[WHAT IS EXPECTED]:
Within the entries below, find the portion that opens with the line containing "phrase -- dark doorway" and closes with the line containing "phrase -- white marble wall". Retype that portion exactly and only.

BEGIN RECORD EXCERPTS

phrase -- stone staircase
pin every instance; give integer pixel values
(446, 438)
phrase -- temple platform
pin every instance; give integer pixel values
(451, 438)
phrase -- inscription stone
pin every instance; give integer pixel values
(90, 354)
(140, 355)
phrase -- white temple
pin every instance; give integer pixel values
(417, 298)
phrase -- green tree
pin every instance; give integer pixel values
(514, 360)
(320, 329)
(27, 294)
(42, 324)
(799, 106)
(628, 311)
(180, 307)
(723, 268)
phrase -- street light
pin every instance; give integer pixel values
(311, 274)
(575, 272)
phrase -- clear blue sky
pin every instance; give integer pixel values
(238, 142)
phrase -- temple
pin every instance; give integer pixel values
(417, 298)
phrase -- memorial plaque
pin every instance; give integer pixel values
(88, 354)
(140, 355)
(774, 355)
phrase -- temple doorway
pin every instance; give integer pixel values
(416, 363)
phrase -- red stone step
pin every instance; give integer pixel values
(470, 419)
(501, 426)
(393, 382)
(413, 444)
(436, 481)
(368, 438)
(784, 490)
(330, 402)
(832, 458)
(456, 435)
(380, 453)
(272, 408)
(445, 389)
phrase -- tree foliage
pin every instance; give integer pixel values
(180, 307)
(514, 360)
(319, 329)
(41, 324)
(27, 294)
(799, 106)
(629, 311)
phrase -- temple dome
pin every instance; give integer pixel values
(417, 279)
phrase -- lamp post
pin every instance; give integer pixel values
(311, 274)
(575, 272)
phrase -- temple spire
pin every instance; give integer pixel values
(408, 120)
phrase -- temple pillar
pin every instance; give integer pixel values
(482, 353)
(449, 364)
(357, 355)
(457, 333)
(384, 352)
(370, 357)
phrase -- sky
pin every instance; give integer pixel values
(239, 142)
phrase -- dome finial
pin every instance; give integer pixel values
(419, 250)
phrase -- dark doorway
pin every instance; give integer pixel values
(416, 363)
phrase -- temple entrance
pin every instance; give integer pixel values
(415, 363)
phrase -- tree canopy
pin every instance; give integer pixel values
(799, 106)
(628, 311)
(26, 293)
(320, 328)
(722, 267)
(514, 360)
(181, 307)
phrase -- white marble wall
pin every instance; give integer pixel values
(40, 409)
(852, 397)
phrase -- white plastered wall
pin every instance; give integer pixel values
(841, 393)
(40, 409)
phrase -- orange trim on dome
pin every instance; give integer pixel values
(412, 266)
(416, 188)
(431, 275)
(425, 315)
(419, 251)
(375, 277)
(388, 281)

END RECORD EXCERPTS

[WRITTEN SOLUTION]:
phrase -- dark doorway
pin every instance; give integer pixel values
(416, 363)
phrase -- temple entrance
pin every instance; give integer pixel values
(415, 363)
phrase -- tree canopy
pin every instance; give integer pixel values
(799, 106)
(628, 311)
(26, 293)
(320, 328)
(722, 267)
(514, 360)
(181, 307)
phrase -- white marble wall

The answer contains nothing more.